*** Opening of MATERIAL PROVIDED ***

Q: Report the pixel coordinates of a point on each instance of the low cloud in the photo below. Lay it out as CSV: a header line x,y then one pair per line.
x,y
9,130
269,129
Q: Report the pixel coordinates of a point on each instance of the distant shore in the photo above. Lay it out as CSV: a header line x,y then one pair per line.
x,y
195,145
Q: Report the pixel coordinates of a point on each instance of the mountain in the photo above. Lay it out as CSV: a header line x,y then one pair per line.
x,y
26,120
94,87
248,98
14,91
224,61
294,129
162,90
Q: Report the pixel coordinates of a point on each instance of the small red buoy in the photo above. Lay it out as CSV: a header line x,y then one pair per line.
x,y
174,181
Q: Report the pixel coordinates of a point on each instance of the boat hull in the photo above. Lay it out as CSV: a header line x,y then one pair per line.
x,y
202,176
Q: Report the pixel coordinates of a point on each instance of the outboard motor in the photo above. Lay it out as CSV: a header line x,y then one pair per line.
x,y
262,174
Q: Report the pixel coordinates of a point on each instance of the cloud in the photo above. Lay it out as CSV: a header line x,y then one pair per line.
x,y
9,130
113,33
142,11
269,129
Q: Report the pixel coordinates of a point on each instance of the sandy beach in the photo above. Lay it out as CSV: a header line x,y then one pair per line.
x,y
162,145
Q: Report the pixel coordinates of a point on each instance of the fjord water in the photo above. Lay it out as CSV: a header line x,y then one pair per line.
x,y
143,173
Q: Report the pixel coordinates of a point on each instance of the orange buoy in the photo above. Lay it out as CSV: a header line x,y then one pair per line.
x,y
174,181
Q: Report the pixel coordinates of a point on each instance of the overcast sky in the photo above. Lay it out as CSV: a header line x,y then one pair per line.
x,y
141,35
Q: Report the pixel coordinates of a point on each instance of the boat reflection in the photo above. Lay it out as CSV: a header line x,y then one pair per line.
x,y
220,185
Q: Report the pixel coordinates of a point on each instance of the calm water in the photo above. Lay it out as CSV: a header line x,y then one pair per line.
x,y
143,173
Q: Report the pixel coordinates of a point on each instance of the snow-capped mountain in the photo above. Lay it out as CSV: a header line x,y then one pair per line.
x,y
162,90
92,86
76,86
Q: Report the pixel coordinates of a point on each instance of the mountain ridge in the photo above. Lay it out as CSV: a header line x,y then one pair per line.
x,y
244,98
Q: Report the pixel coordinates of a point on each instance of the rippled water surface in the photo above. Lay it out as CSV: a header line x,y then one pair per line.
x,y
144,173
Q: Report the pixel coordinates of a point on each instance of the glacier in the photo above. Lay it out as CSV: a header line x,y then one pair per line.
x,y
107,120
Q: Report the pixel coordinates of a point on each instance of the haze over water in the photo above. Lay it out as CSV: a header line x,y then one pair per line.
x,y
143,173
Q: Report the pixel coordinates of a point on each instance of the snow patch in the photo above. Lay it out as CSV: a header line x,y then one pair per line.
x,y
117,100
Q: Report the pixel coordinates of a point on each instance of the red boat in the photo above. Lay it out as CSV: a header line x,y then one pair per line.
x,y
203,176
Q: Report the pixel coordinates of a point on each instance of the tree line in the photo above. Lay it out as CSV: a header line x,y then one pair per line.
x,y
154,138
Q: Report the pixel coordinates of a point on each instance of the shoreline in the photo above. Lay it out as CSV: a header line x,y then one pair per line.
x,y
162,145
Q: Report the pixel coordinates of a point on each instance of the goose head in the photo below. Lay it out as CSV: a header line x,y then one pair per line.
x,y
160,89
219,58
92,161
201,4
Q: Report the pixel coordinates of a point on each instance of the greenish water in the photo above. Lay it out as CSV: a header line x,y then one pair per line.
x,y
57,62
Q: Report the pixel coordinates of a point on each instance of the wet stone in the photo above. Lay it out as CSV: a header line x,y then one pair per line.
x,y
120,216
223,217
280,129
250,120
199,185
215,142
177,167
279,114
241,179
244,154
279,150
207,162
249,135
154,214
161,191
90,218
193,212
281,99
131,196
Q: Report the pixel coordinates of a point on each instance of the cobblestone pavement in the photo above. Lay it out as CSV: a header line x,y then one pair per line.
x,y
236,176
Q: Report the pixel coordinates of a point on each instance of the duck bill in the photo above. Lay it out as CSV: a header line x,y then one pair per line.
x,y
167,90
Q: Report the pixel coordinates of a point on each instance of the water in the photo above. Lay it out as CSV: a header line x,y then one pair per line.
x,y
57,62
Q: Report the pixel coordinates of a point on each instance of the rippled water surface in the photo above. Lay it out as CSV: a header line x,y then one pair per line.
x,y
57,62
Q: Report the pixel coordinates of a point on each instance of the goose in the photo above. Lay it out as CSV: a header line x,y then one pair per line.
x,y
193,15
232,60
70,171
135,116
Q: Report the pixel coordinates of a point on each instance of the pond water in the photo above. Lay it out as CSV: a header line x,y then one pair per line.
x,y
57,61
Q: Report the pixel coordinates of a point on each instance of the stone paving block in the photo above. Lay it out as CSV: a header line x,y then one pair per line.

*** Close of MATERIAL PROVIDED ***

WORK ITEM:
In full and without changes, give the data above once more.

TASK SOLUTION:
Q: Report the pixel coordinates of a point on each instance of the low cloud in the photo below. Lay it out as CSV: a header line x,y then one pair per line.
x,y
9,130
269,129
Q: Report the pixel coordinates of a point on each instance of the distant shore in the photo above. Lay it out as CSV: a header line x,y then one pair per line.
x,y
195,145
Q: Report the pixel coordinates of a point on each instance of the mountain in the photo above. Lay it out as CSV: a header line x,y then one pair per line.
x,y
26,120
94,87
248,98
14,91
224,61
294,129
162,90
Q: Report the pixel coordinates of a point on each instance of the small red buoy in the photo above. Lay it out as CSV: a header line x,y then one pair per line.
x,y
174,181
Q: Report the pixel coordinates of a point on each instance of the boat hull in the photo above. Lay it out as CSV: a header line x,y then one pair per line.
x,y
202,176
Q: Report the pixel coordinates of a point on each instance of the outboard motor in the photo above. Lay it out as CSV: a header line x,y then one pair per line.
x,y
262,174
Q: Report the pixel coordinates of a point on each instance of the cloud in the photo above. Lay it out as CSV: a header line x,y then one pair per line.
x,y
9,130
113,33
142,11
269,129
Q: Report the pixel coordinates of a point on each instance of the sandy beach in the photo above. Lay it out as CSV: a header line x,y then one pair per line.
x,y
162,145
Q: Report the pixel coordinates of a point on each instance of the fjord water in the photo above. Lay it out as CSV: a header line x,y then one pair per line.
x,y
143,173
Q: Report the pixel coordinates of a point on each instance of the orange buoy in the photo above. Lay it out as CSV: a header line x,y then one pair per line.
x,y
174,181
Q: Report the pixel coordinates of a point on each instance of the overcast sky in the photo above. Lay it out as CSV: a header line x,y then one pair per line.
x,y
141,35
Q: Report the pixel coordinates of a point on each instance of the boat reflection in the photo above. Lay it out as CSV: a header line x,y then one pair per line.
x,y
220,185
Q: Report the pixel coordinates of a point on each instance of the calm water in the photo above. Lay it out as CSV: a header line x,y then one pair per line.
x,y
143,173
Q: Report the pixel coordinates of a point on each instance of the snow-capped mountain in the photo above. Lay it out as CSV: a header line x,y then one pair per line.
x,y
162,90
92,86
76,86
Q: Report the pixel coordinates of a point on each instance of the mountain ridge in the photo above. Lay it out as CSV: a header line x,y then one pair per line.
x,y
244,98
Q: Report the pixel coordinates of a point on each instance of the rippled water surface in the photo above. Lay it out as CSV: a header line x,y then one pair per line.
x,y
144,173
Q: Report the pixel coordinates of a point on each instance of the glacier in the photo above. Lay it out as CSV: a header line x,y then one pair per line.
x,y
107,120
Q: Report the pixel coordinates of a point on each instance of the haze over water in the photo above. Lay it out as CSV: a header line x,y then one pair per line.
x,y
143,173
Q: Report the pixel coordinates of a point on each instance of the snow patch in the photo above. Lay it out as CSV: a header line x,y then one pair per line.
x,y
117,100
Q: Report the pixel coordinates of a point on each instance of the red boat in the photo above. Lay it out as CSV: a header line x,y then one pair per line.
x,y
203,176
Q: Report the pixel coordinates of a point on each instance of the tree line in the photo above. Lay it out as CSV: a header line x,y then one pair per line.
x,y
154,138
Q: Report the pixel coordinates of a point on each instance of the shoreline in the photo above. Lay it out as CSV: a header line x,y then one pair per line.
x,y
162,145
Q: Report the pixel coordinates of a point on each instance of the goose head in the photo below. Lay it out as CSV: a header line x,y then one pair per line.
x,y
160,89
219,58
92,161
201,4
Q: Report the pixel coordinates of a point on each instance of the greenish water in the photo above. Lay it out as CSV: a header line x,y then one pair per line.
x,y
57,62
Q: Report the pixel coordinates of a point on each instance of the wet stone in the photo above. Lay it out as CSV: a header line x,y then one pair per line.
x,y
120,216
223,217
280,129
250,120
199,185
215,142
177,167
279,114
241,179
244,154
279,150
207,162
249,135
154,214
161,191
90,218
193,212
281,99
131,196
Q: Report the pixel coordinates of a point on each instance of the cobblestone pavement in the photo above. Lay it out as CSV: a header line x,y then one pair per line.
x,y
236,176
Q: Report the pixel coordinates of a point on each instance of the duck bill in the photo above. Lay it out as CSV: a header line x,y then one pair per line.
x,y
167,90
Q: Report the pixel coordinates of a point on each instance of the water in the photo above. Lay it out as CSV: a header line x,y then one pair per line.
x,y
57,62
Q: Report the pixel coordinates of a point on each instance of the rippled water surface in the photo above. Lay it out as CSV: a header line x,y then one pair per line.
x,y
57,62
Q: Report the pixel coordinates of a point on each instance of the goose in the photo above. Lay it out as CSV: a header line x,y then one pair per line.
x,y
193,15
232,60
70,171
135,116
Q: Report the pixel coordinates of a point on each instance of the pond water in the photo above. Lay it out as CSV: a header line x,y then one pair per line.
x,y
57,61
Q: Report the pixel coordinates of a point on each instance of the stone paving block in the photo above. Lay it out as CSV: a header line x,y then one pair per line.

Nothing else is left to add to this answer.